::: 擷取文本

淺談排序算法之合併排序(4)

在前三篇博客中,筆者分別講述了冒泡排序選擇排序以及插入排序,這三種排序算法是比較基本算法,原理也好,實現也罷,難度都不是很大。筆者在這篇博客中,打算聊聊合併排序(Merge-Sort)。

《算法導論》中提到,合併排序是分治(Divide-and-Conquer)思想的第一個應用。分治思想中,對於一個給定的問題,將該問題分解爲多個子問題,每個子問題又可以向下繼續分解,直到分解出的子問題十分容易地就能夠求解出來。然後將每個子問題的解合併起來,就是原始問題的最終解。合併排序的流程如下:

  • 將一個數組分成左右兩個元素個數差不多相等的左右兩個數組,對應數組區間分別爲[start, mid]以及[mid + 1, end]。
  • 若當前數組只含有一個元素,即end == start,則表示返回上一步(遞歸中的歸來),對兩個數組進行合併操作。
  • 合併的時候,需要將兩個區間內的數組元素取出來分別存放於兩個數組之內,然後比較兩個數組的頭部,頭元素較小的往原數組裏賦值,並且賦值數組和被賦值數組的指針分別向後移動一位(具體參見代碼)。若移動過程中,有一個數組移動到末尾,則將另外一個數組的剩餘部分直接複製到原始數組對應位置的後面。

合併排序的時間複雜度大致爲O(n*log(n)),通常情況下來說,其也是一種穩定的排序算法。
假設有數組如下:

[7, 3, 14, 10, 9, 14, 7, 14]

當二分進行到最下面一層的時候,有8個子數組分別爲:

[7], [3], [14], [10], [9], [14], [7], [14]

然後依次是對[7]和[3]的合併操作,合併結果爲[3, 7],然後是對[14]和[10]的合併,結果爲[10, 14],然後是對[3, 7]和[10, 14]的合併,合併結果爲[3, 7, 10, 14],以此類推。最終得到的排序結果爲:

[3, 7, 7, 9, 10, 14, 14, 14]

合併排序算法的示例代碼如下:

import com.sun.istack.internal.NotNull;

import java.util.Arrays;
import java.util.Random;

/**
 * A demo of {@code MergeSort}.

::::::
::: 給定資料

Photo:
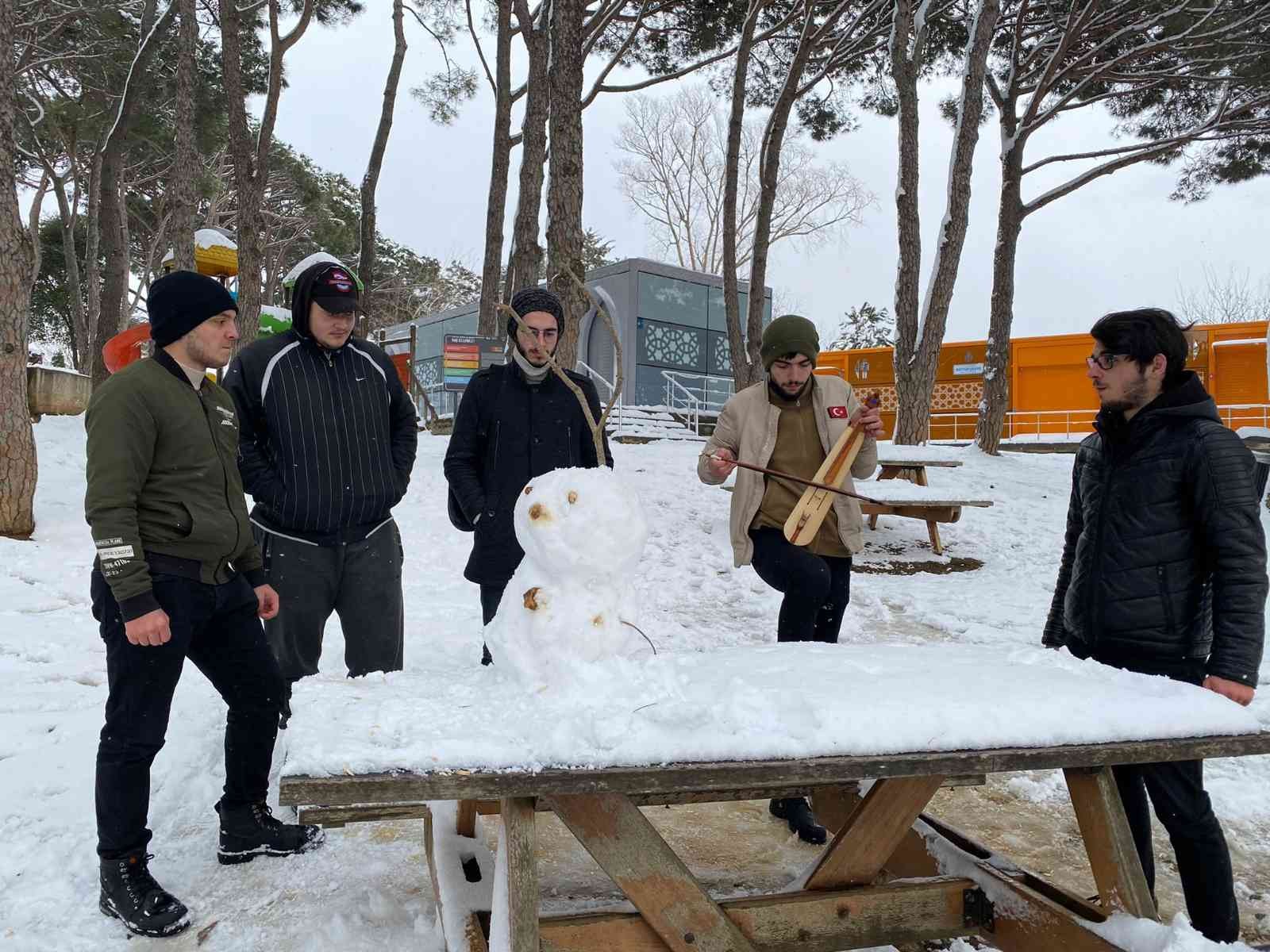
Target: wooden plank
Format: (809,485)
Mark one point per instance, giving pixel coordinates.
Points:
(760,774)
(1109,842)
(795,922)
(520,843)
(622,839)
(860,850)
(337,816)
(465,823)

::::::

#### 目標 1
請將合併排序文章中從“淺談排序算法之合併排序(4)”到“若當前數組只含有一個元素,即end == start,則表示返回上一步(遞歸中的歸來),對兩個數組進行合併操作。”的文字原樣抄錄下來。
#### 目標 2
接著合併排序那篇文章停下的地方往下續寫。

#### 回答 1
淺談排序算法之合併排序(4)

在前三篇博客中,筆者分別講述了冒泡排序選擇排序以及插入排序,這三種排序算法是比較基本算法,原理也好,實現也罷,難度都不是很大。筆者在這篇博客中,打算聊聊合併排序(Merge-Sort)。

《算法導論》中提到,合併排序是分治(Divide-and-Conquer)思想的第一個應用。分治思想中,對於一個給定的問題,將該問題分解爲多個子問題,每個子問題又可以向下繼續分解,直到分解出的子問題十分容易地就能夠求解出來。然後將每個子問題的解合併起來,就是原始問題的最終解。合併排序的流程如下:

  • 將一個數組分成左右兩個元素個數差不多相等的左右兩個數組,對應數組區間分別爲[start, mid]以及[mid + 1, end]。
  • 若當前數組只含有一個元素,即end == start,則表示返回上一步(遞歸中的歸來),對兩個數組進行合併操作。

#### 回答 2
 *
 * @author Mr.K
 */
public class MergeSort {

    public static void main(String[] args) {
        int N = 20;
        int[] numbers = new int[N];
        Random random = new Random();
        for (int i = 0; i < N; i++) {
            numbers[i] = random.nextInt(2 * N);
        }
        System.out.println("待排序數組: " + Arrays.toString(numbers) + "\n");
        mergeSort(numbers, 0, numbers.length - 1);
        System.out.println("\n已排序數組: " + Arrays.toString(numbers));
    }

    /**
     * Accepts an array, a number representing start index(inclusive) and a number
     * representing end index(inclusive) and sorts the array by {@code MergeSort}.
     * <ul>
     *     <li>If parameter <em>start</em> is less than <em>end</em>, which means
     *     there are at least two numbers to be sorted. And if so, finds the middle
     *     index and sorts the index from <em>start</em>(inclusive) to <em>mid</em>
     *     (inclusive), and from <em>mid + 1</em>(inclusive) to <em>end</em>(inclusive)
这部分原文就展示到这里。